Kerjakan berikut ini:
**a.** Sebutkan semua angka persentase dalam teks tentang investor pasar modal.
**b.** Tuliskan kembali bagian teks tentang investor pasar modal yang dimulai dengan "Inarno mengatakan peningkatan" dan berlanjut hingga "ke tahun-tahun berikutnya.".

Bagian dokumen:
★ ★ ★ ★
Selain itu, jika dilihat dari total nilai perdagangan saham sepanjang Januari hingga Oktober 2020, investor retail berkontribusi terhadap 44,3% nilai transaksi. Sedangkan investor institusi domestik hanya 21,7% dan asing hanya 34%. Sehingga, jika digabungkan antara investor retail dan institusi domestik, maka 66% transaksi di pasar saham didominasi pemain lokal.
"Ada tekanan jual dari asing, tapi yang menyerap adalah investor retail kita. Oleh karena itu, kami sebut tahun ini adalah kebangkitan untuk investor retail kita," kata Inarno.
Momentum ini tidak disia-siakan oleh Bursa dengan menargetkan pertumbuhan investor pasar modal sebesar 22% pada 2021 mendatang. Inarno yakin karena saat ini Bursa memiliki berbagai kebijakan pendekatan melalui sosialisasi secara virtual.
Inarno mengatakan peningkatan aktivitas investor retail dalam negeri ini tidak lain karena adanya perubahan perilaku masyarakat di tengah pandemi Covid-19, dimana masyarakat memiliki dana lebih yang akhirnya diinvestasikan di pasar saham. Ia berharap, perilaku ini tetap berlanjut hingga ke tahun-tahun berikutnya.
Pada kesempatan yang sama, Direktur Utama Kustodian Sentral Efek Indonesia (KSEI) Uriep Budhi Prasetyo mengatakan, kenaikan investor ini juga disebabkan oleh kemudahan dalam membuka rekening. "Dengan menggunakan smartphone, kita sudah bisa membuka rekening saham melalui aplikasi," katanya.
Berdasarkan data KSEI, total investor di pasar modal mencapai 3,53 juta per 19 November 2020. Jumlah ini ternyata meningkat hingga 42,19% dibandingkan dengan jumlah investor pada 2019 yang sebanyak 2,48 juta. Dari total tersebut, investor individu mencapai 3,5 juta, sementara 32.073 sisanya institusi.
★ ★ ★ ★
Entri data tersimpan:

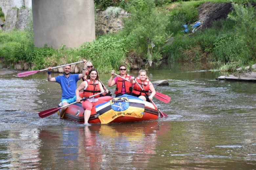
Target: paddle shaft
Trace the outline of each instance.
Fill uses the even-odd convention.
[[[130,82],[130,81],[126,79],[125,78],[124,78],[123,77],[122,77],[121,76],[120,76],[119,75],[118,75],[115,73],[114,73],[114,74],[118,77],[119,77],[121,78],[122,78],[123,79],[125,80]],[[151,92],[150,91],[149,91],[149,92]],[[157,98],[157,99],[161,100],[163,102],[164,102],[165,103],[168,103],[170,102],[170,100],[171,100],[171,98],[170,97],[168,96],[167,96],[165,94],[163,94],[162,93],[160,93],[158,92],[156,92],[156,95],[155,97],[156,98]],[[164,99],[164,100],[163,100],[163,99]]]
[[[129,81],[129,82],[130,82],[130,81],[128,80],[127,80],[127,79],[125,79],[125,78],[124,78],[124,77],[122,77],[122,76],[119,76],[119,75],[117,75],[117,74],[116,74],[116,73],[114,73],[114,74],[116,76],[117,76],[117,77],[120,77],[120,78],[122,78],[122,79],[123,79],[124,80],[126,80],[126,81]],[[136,82],[137,82],[137,81],[136,81]],[[143,90],[143,89],[141,89],[141,90]],[[150,92],[150,91],[149,91],[149,92]]]
[[[99,93],[98,93],[98,94],[94,94],[94,95],[91,96],[89,97],[86,97],[85,98],[82,99],[80,101],[82,101],[83,100],[86,100],[88,98],[90,98],[91,97],[93,97],[95,96],[96,95],[98,95],[99,94],[101,94],[104,93],[105,93],[105,92],[101,92]],[[77,102],[76,101],[73,103],[70,103],[70,104],[69,104],[68,105],[66,105],[66,106],[64,106],[62,107],[60,107],[58,108],[53,108],[52,109],[48,109],[47,110],[44,110],[43,111],[39,112],[39,113],[38,113],[38,115],[39,116],[39,117],[40,117],[41,118],[44,118],[44,117],[49,116],[50,115],[52,115],[53,114],[56,113],[58,110],[61,109],[65,108],[65,107],[68,107],[69,106],[70,106],[70,105],[72,105],[73,104],[75,104],[76,103],[77,103]]]
[[[148,94],[147,94],[147,93],[146,93],[146,92],[145,92],[145,90],[143,89],[142,87],[139,85],[139,83],[138,83],[138,82],[136,81],[136,80],[135,79],[134,79],[134,81],[135,81],[135,82],[136,82],[136,83],[137,83],[137,84],[138,85],[138,86],[139,86],[139,87],[140,88],[140,89],[141,89],[141,90],[144,91],[144,93],[145,93],[145,94],[146,94],[146,95],[147,95],[147,96],[148,96]],[[168,116],[165,113],[163,113],[162,112],[162,111],[161,110],[160,110],[158,108],[158,107],[157,106],[157,105],[156,105],[156,104],[155,104],[155,103],[154,103],[154,102],[153,101],[153,100],[151,100],[151,103],[152,103],[152,104],[154,105],[155,106],[156,106],[156,107],[157,109],[157,110],[158,110],[159,111],[159,112],[160,112],[160,114],[161,114],[161,115],[162,115],[162,117],[167,117]]]
[[[83,62],[83,61],[78,61],[78,62],[73,62],[73,63],[71,63],[70,64],[64,64],[64,65],[60,65],[59,66],[56,66],[56,67],[52,67],[52,69],[53,69],[54,68],[58,68],[59,67],[64,67],[64,66],[66,66],[67,65],[72,65],[72,64],[77,64],[78,63],[80,63],[81,62]],[[39,70],[39,71],[45,71],[46,70],[48,70],[48,68],[46,68],[45,69],[44,69],[43,70]]]
[[[100,92],[99,93],[98,93],[97,94],[94,94],[94,95],[93,95],[92,96],[91,96],[90,97],[86,97],[86,98],[84,98],[82,99],[81,99],[81,100],[80,100],[80,101],[82,101],[83,100],[86,100],[86,99],[88,99],[89,98],[91,98],[92,97],[94,97],[95,96],[96,96],[97,95],[98,95],[99,94],[102,94],[102,93],[104,93],[105,92]],[[66,106],[62,106],[62,107],[61,107],[59,108],[59,109],[62,109],[63,108],[65,108],[65,107],[67,107],[68,106],[70,106],[71,105],[73,105],[73,104],[75,104],[76,103],[77,103],[77,102],[74,102],[73,103],[70,103],[70,104],[69,104],[68,105],[66,105]]]

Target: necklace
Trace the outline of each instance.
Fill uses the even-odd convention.
[[[69,87],[69,82],[70,80],[70,75],[69,75],[69,81],[68,81],[68,79],[66,77],[66,76],[64,76],[64,77],[65,77],[65,78],[66,78],[66,80],[67,80],[67,81],[68,82],[68,87]]]

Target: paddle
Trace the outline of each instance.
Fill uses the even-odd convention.
[[[130,82],[130,81],[127,79],[125,79],[123,77],[120,76],[119,75],[117,75],[116,73],[114,73],[114,74],[118,77],[119,77],[121,78],[124,80]],[[161,93],[160,93],[158,92],[156,92],[156,95],[155,95],[155,97],[158,100],[160,100],[162,102],[165,103],[168,103],[171,100],[171,97],[165,94],[163,94]]]
[[[81,99],[80,101],[82,101],[83,100],[85,100],[89,98],[91,98],[91,97],[94,97],[94,96],[95,96],[97,95],[98,95],[99,94],[102,94],[102,93],[105,93],[104,92],[101,92],[99,93],[98,93],[97,94],[94,94],[94,95],[93,95],[92,96],[91,96],[89,97],[86,97],[85,98],[82,99]],[[41,111],[41,112],[39,112],[38,113],[38,115],[39,116],[39,117],[41,117],[41,118],[44,118],[44,117],[45,117],[47,116],[49,116],[50,115],[52,115],[53,114],[54,114],[57,111],[58,111],[58,110],[59,110],[60,109],[62,109],[63,108],[65,108],[65,107],[67,107],[68,106],[70,106],[71,105],[73,105],[73,104],[75,104],[75,103],[77,103],[76,102],[75,102],[73,103],[70,103],[70,104],[69,104],[68,105],[66,105],[66,106],[62,106],[62,107],[60,107],[58,108],[52,108],[52,109],[48,109],[47,110],[45,110],[43,111]]]
[[[71,63],[71,64],[64,64],[64,65],[60,65],[59,66],[57,66],[56,67],[52,67],[52,69],[53,69],[54,68],[58,68],[58,67],[64,67],[64,66],[66,66],[66,65],[71,65],[72,64],[75,64],[80,63],[80,62],[83,62],[83,61],[78,61],[78,62],[74,62],[73,63]],[[17,76],[19,77],[24,77],[24,76],[28,76],[30,75],[32,75],[34,74],[35,74],[37,73],[38,73],[38,72],[40,72],[43,71],[45,71],[48,70],[48,69],[47,68],[45,69],[44,69],[43,70],[34,70],[32,71],[26,71],[26,72],[23,72],[23,73],[19,73],[17,75]]]
[[[148,94],[147,94],[147,93],[146,93],[146,92],[145,92],[145,90],[143,89],[143,88],[140,86],[139,85],[139,83],[138,83],[138,82],[136,81],[136,80],[135,79],[134,79],[134,81],[135,81],[135,82],[136,82],[136,83],[137,83],[137,84],[138,85],[138,86],[139,86],[139,87],[140,88],[140,89],[141,89],[141,90],[144,91],[144,93],[146,94],[146,95],[147,95],[147,96],[148,96]],[[165,113],[163,112],[162,112],[162,111],[161,111],[159,110],[159,109],[158,108],[158,107],[157,106],[157,105],[156,105],[156,104],[153,101],[153,100],[152,100],[151,101],[151,103],[152,103],[152,104],[154,105],[155,106],[156,106],[156,107],[157,108],[158,111],[160,112],[160,117],[161,117],[161,118],[162,118],[163,117],[168,117],[168,116],[167,116],[166,114]]]

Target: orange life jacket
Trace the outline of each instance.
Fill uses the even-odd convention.
[[[141,80],[139,77],[136,78],[136,81],[139,83],[140,87],[142,87],[142,89],[145,90],[145,92],[146,92],[146,93],[148,95],[149,95],[149,79],[146,78],[146,80],[143,82],[143,84],[141,83]],[[144,91],[142,91],[141,89],[137,83],[134,84],[132,93],[137,95],[147,95],[144,93]]]
[[[119,76],[121,76],[121,75],[119,74]],[[129,80],[130,79],[130,75],[126,74],[125,78]],[[117,88],[116,88],[116,91],[115,91],[115,94],[116,94],[121,93],[123,87],[123,84],[123,84],[124,85],[124,88],[125,89],[125,93],[131,93],[132,90],[132,83],[117,76]]]
[[[99,85],[98,80],[96,80],[94,81],[94,82],[93,82],[90,79],[86,80],[88,83],[88,86],[86,89],[84,89],[83,94],[84,97],[88,97],[100,93]],[[99,97],[99,95],[95,96],[94,97],[96,98]]]

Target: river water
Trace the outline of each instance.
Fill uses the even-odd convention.
[[[46,73],[0,71],[0,169],[256,169],[256,84],[215,80],[212,67],[148,70],[152,81],[169,83],[156,89],[171,101],[155,99],[167,118],[89,127],[39,117],[61,97]],[[109,75],[100,76],[106,84]]]

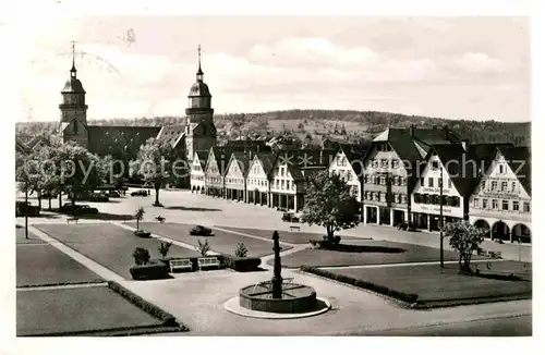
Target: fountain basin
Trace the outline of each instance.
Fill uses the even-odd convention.
[[[316,291],[307,285],[283,282],[282,297],[272,298],[270,282],[245,286],[239,292],[241,307],[258,311],[296,314],[316,307]]]

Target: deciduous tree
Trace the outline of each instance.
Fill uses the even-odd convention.
[[[330,243],[340,241],[335,238],[335,232],[358,225],[358,212],[359,203],[340,176],[326,170],[308,178],[302,220],[325,227]]]
[[[459,253],[460,270],[471,272],[470,262],[473,252],[483,243],[487,231],[476,228],[467,221],[447,223],[443,230],[445,236],[450,236],[449,244]]]

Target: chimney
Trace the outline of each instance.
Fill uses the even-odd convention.
[[[468,151],[468,144],[469,144],[468,139],[462,139],[462,148],[464,151]]]

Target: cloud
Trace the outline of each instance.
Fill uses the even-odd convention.
[[[455,60],[455,64],[461,70],[472,74],[500,73],[506,70],[504,63],[486,53],[464,53]]]

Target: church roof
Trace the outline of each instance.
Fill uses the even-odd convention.
[[[88,125],[89,151],[99,156],[126,154],[134,158],[140,147],[157,137],[160,130],[158,126]]]
[[[71,77],[64,83],[61,94],[85,94],[85,90],[78,78]]]
[[[175,148],[185,135],[185,125],[165,125],[157,134],[158,140],[168,140]]]
[[[211,97],[208,85],[204,82],[197,81],[190,88],[189,97]]]

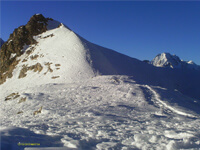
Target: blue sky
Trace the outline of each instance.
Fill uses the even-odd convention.
[[[198,1],[1,1],[3,40],[36,13],[140,60],[169,52],[200,65]]]

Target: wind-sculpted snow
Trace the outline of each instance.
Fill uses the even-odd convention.
[[[98,76],[13,92],[19,96],[0,99],[4,146],[34,141],[44,147],[53,140],[51,147],[84,150],[200,148],[200,103],[128,76]],[[26,101],[19,103],[21,98]],[[33,115],[41,106],[41,113]],[[12,130],[16,134],[8,134]],[[23,138],[28,133],[34,135],[30,141]]]

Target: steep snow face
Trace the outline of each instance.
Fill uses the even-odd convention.
[[[180,60],[178,56],[171,55],[170,53],[157,55],[150,64],[156,67],[182,68],[200,71],[200,66],[196,65],[194,62]]]
[[[187,96],[200,97],[200,72],[154,67],[90,43],[57,21],[50,20],[47,28],[48,31],[34,37],[37,44],[24,46],[13,76],[1,85],[4,91],[70,83],[97,75],[129,75],[141,84],[177,89]]]
[[[87,61],[88,50],[80,38],[64,25],[54,28],[57,26],[58,22],[50,21],[49,30],[34,37],[37,44],[24,46],[24,54],[17,58],[19,62],[13,77],[8,78],[2,88],[27,88],[94,76]]]
[[[0,38],[0,48],[3,45],[4,41]]]

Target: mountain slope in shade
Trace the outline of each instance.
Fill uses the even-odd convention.
[[[53,19],[32,20],[41,32],[1,57],[9,62],[0,85],[3,150],[32,141],[83,150],[200,147],[198,70],[155,67]],[[14,37],[7,43],[18,43]]]
[[[182,68],[200,71],[200,66],[196,65],[194,62],[180,60],[178,56],[171,55],[170,53],[157,55],[150,64],[156,67]]]
[[[4,78],[6,83],[1,85],[3,88],[25,89],[47,83],[74,82],[97,75],[129,75],[138,83],[177,89],[190,97],[200,97],[197,88],[200,72],[154,67],[90,43],[59,24],[50,21],[49,30],[34,36],[36,44],[24,45],[23,54],[16,57],[17,65],[12,75]],[[15,56],[11,54],[10,59]]]

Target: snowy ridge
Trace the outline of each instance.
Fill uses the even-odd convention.
[[[200,71],[200,66],[196,65],[192,61],[183,61],[176,55],[169,53],[162,53],[157,55],[150,64],[156,67],[170,67],[170,68],[182,68],[182,69],[193,69]]]
[[[0,38],[0,48],[3,45],[3,43],[5,43],[5,42]]]
[[[180,59],[170,54],[155,67],[55,20],[47,29],[0,85],[2,150],[200,148],[200,71],[171,69]]]
[[[4,126],[20,127],[12,130],[28,141],[46,136],[40,141],[44,146],[48,146],[49,141],[45,139],[49,139],[51,146],[75,149],[200,147],[198,111],[188,111],[187,106],[180,108],[170,98],[168,104],[156,103],[159,94],[155,88],[169,92],[136,84],[128,76],[99,76],[70,84],[36,86],[19,90],[20,97],[2,103],[2,108],[9,112],[2,109],[0,117]],[[18,103],[21,97],[26,101]],[[200,106],[184,95],[180,99],[196,108]],[[41,106],[41,113],[33,115]],[[2,132],[3,142],[11,132],[6,129]],[[27,137],[32,131],[34,136]],[[12,138],[13,145],[19,142]]]

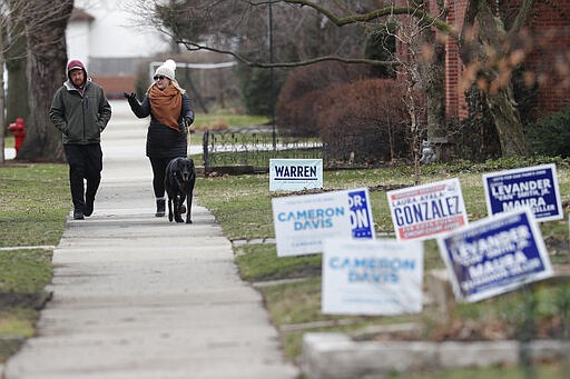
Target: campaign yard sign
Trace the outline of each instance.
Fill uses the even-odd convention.
[[[323,188],[322,159],[269,159],[269,191]]]
[[[272,199],[277,256],[323,251],[327,238],[374,239],[367,188]]]
[[[459,179],[386,193],[399,240],[424,240],[468,223]]]
[[[489,216],[530,207],[537,221],[563,219],[556,164],[483,174]]]
[[[552,276],[530,209],[472,222],[438,239],[458,300],[479,301]]]
[[[401,315],[422,311],[423,243],[394,239],[324,241],[321,311]]]

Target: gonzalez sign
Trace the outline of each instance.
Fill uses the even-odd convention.
[[[483,174],[489,216],[530,207],[537,221],[563,218],[556,164]]]
[[[458,179],[409,187],[386,195],[399,240],[423,240],[468,223]]]

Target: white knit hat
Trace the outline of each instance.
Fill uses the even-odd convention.
[[[160,66],[158,69],[156,69],[155,77],[161,74],[161,76],[167,77],[170,80],[174,80],[174,79],[176,79],[175,70],[176,70],[176,62],[171,59],[168,59],[163,63],[163,66]]]

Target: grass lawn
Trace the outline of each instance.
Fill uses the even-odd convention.
[[[513,167],[531,166],[513,161]],[[492,163],[488,171],[507,167]],[[481,173],[476,164],[431,166],[422,169],[423,182],[460,179],[471,221],[487,216]],[[65,164],[14,164],[0,167],[0,362],[14,351],[23,338],[33,333],[38,307],[45,300],[43,288],[51,280],[51,250],[22,249],[24,246],[53,246],[61,238],[70,199]],[[570,198],[570,169],[558,166],[562,200]],[[393,232],[386,189],[413,186],[410,168],[325,171],[325,189],[371,189],[375,230],[385,237]],[[207,207],[232,240],[274,237],[268,174],[199,178],[196,202]],[[556,267],[570,265],[568,215],[563,221],[541,223],[547,247]],[[425,245],[425,269],[443,268],[433,240]],[[442,322],[434,309],[420,315],[397,317],[345,317],[321,313],[320,255],[277,258],[275,245],[243,245],[234,248],[236,263],[244,280],[262,292],[269,316],[281,330],[287,357],[301,353],[303,333],[308,331],[343,331],[360,339],[379,336],[366,332],[385,323],[416,322],[421,338],[446,339],[472,328],[473,338],[489,333],[509,337],[528,326],[529,316],[534,336],[568,338],[570,330],[570,283],[543,281],[531,291],[515,291],[479,303],[452,307],[451,320]],[[529,305],[534,305],[528,312]],[[550,333],[550,335],[549,335]],[[414,336],[416,338],[417,336]],[[3,341],[3,343],[2,343]],[[562,378],[568,367],[541,365],[535,378]],[[520,378],[520,368],[488,368],[428,372],[393,378]]]
[[[35,333],[38,310],[51,281],[49,248],[70,209],[65,164],[0,166],[0,362]]]
[[[538,163],[538,162],[537,162]],[[458,177],[460,179],[470,221],[487,217],[481,174],[485,171],[532,166],[534,162],[507,161],[484,166],[432,166],[422,168],[422,182]],[[562,201],[570,198],[570,170],[562,163],[558,167]],[[367,187],[371,190],[372,212],[376,232],[393,237],[393,226],[386,200],[386,189],[413,186],[411,168],[370,170],[341,170],[324,172],[325,190],[342,190]],[[202,178],[196,184],[197,202],[213,211],[225,235],[232,240],[264,239],[274,237],[271,210],[272,193],[268,191],[268,174]],[[541,231],[554,266],[570,263],[568,241],[568,215],[564,220],[542,222]],[[443,268],[434,240],[425,241],[425,270]],[[383,323],[416,322],[421,325],[420,337],[431,340],[456,338],[473,326],[473,339],[485,339],[497,333],[503,338],[515,338],[528,316],[524,305],[538,299],[539,307],[530,315],[541,338],[568,338],[570,330],[570,285],[544,281],[531,286],[531,293],[515,291],[479,303],[458,303],[453,307],[451,321],[442,322],[434,309],[425,308],[420,315],[399,317],[340,317],[321,313],[321,256],[277,258],[273,243],[236,246],[236,263],[245,280],[255,283],[263,293],[272,321],[282,330],[282,340],[287,357],[295,360],[301,353],[304,332],[344,331],[358,338],[366,328]],[[278,281],[282,279],[282,281]],[[286,281],[285,279],[296,279]],[[301,279],[301,280],[299,280]],[[263,285],[267,281],[277,281]],[[285,280],[285,281],[283,281]],[[317,322],[317,323],[315,323]],[[553,325],[564,327],[552,330]],[[305,327],[303,327],[305,326]],[[499,330],[494,330],[499,328]],[[550,328],[550,329],[549,329]],[[549,335],[549,330],[553,335]],[[557,335],[558,332],[558,335]],[[562,332],[564,335],[562,336]],[[542,369],[542,368],[541,368]],[[547,370],[551,369],[550,367]],[[504,370],[495,370],[489,378],[509,377]],[[468,375],[465,370],[459,376]],[[476,377],[478,370],[474,370]],[[494,372],[491,370],[491,372]],[[439,376],[440,378],[442,376]],[[517,377],[515,375],[513,377]],[[419,378],[431,378],[430,376]],[[553,377],[556,378],[556,377]]]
★ ★ ★ ★
Jawaban tugas:
**a.** 44,3%, 21,7%, 34%, 66%, 22%, 42,19%

**b.**
Inarno mengatakan peningkatan aktivitas investor retail dalam negeri ini tidak lain karena adanya perubahan perilaku masyarakat di tengah pandemi Covid-19, dimana masyarakat memiliki dana lebih yang akhirnya diinvestasikan di pasar saham. Ia berharap, perilaku ini tetap berlanjut hingga ke tahun-tahun berikutnya.